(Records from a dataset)
• • • •

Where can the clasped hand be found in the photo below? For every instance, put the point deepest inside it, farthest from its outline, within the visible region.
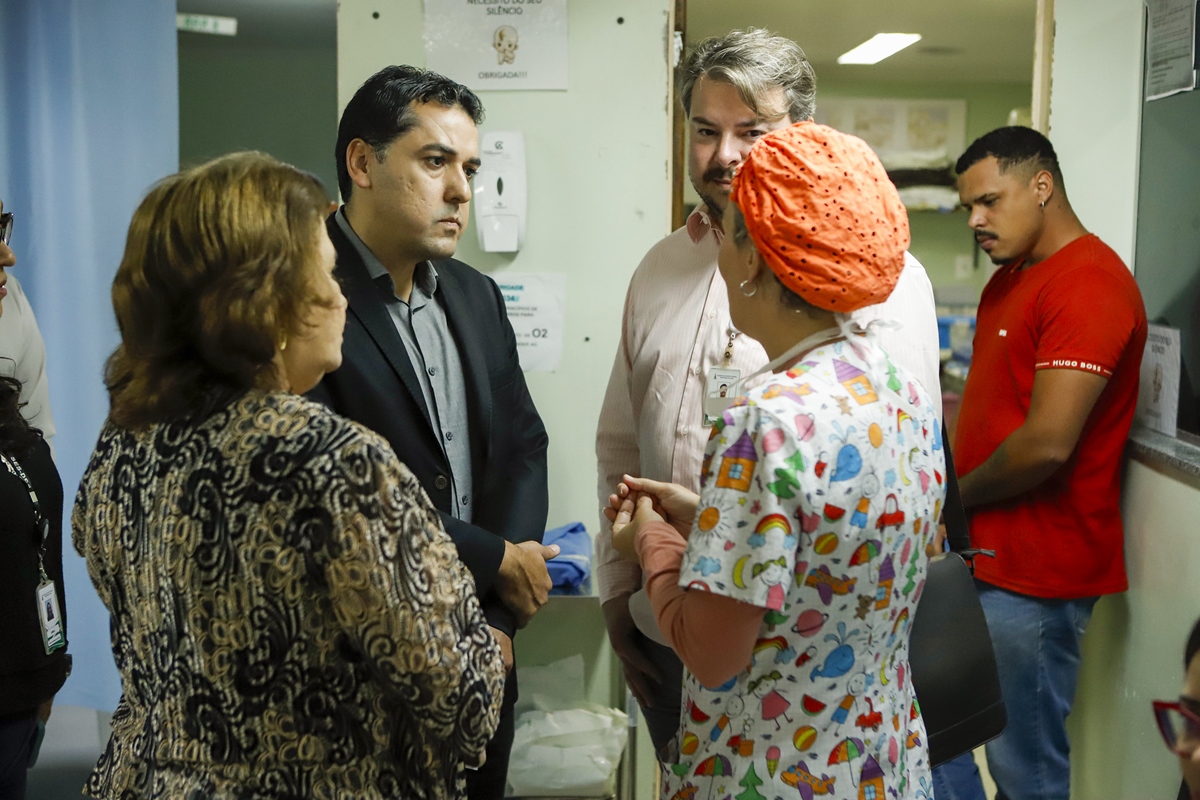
(637, 501)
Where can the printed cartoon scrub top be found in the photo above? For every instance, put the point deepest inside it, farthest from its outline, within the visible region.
(820, 492)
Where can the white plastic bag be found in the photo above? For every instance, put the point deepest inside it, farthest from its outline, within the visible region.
(568, 752)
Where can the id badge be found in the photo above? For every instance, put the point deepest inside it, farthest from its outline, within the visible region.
(52, 619)
(720, 389)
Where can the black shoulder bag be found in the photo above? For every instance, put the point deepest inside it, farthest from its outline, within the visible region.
(949, 649)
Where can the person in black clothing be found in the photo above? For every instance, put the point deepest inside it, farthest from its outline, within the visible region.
(430, 360)
(34, 662)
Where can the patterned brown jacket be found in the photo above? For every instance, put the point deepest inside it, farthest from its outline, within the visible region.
(288, 617)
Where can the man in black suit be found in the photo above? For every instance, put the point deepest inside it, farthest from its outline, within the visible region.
(430, 359)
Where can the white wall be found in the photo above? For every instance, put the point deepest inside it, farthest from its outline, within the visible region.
(1096, 113)
(1133, 651)
(1134, 645)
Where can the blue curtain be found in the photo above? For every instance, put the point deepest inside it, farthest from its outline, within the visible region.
(89, 119)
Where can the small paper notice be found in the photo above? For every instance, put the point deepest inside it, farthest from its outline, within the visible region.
(535, 304)
(1158, 392)
(1170, 48)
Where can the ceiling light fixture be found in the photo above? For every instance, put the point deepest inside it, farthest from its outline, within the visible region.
(879, 47)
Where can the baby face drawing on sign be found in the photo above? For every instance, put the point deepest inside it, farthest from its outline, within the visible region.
(504, 40)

• • • •

### Problem statement
Copy out everything from the line containing "Where can the black" down to the line containing "(1134, 645)", changing "shoulder bag" to "tote bag" and leaving the rest untouched.

### Expected answer
Where can the black tote bag be found in the photo above? For every instance, put the point deepest inside it, farthest from its outline, within the visible region.
(949, 649)
Where can the person in black clothing be found in the photo above? For every instance, put the point deepest inside it, farthest from its outline, within the visible region.
(430, 360)
(34, 662)
Where can the patterned brown jacket be found in the photo above? For every instance, put the point deepest inside it, farthest from its outline, within the visible region.
(288, 617)
Where can the man in black suit be found in the photo above? For every instance, put the point deepest inside it, farthest from its outline, within the visible region.
(430, 359)
Where can the white wall be found in the photo above? For every instance, put the point deepest inside it, farthest from its outline, within the visible region.
(1096, 113)
(1133, 651)
(1134, 645)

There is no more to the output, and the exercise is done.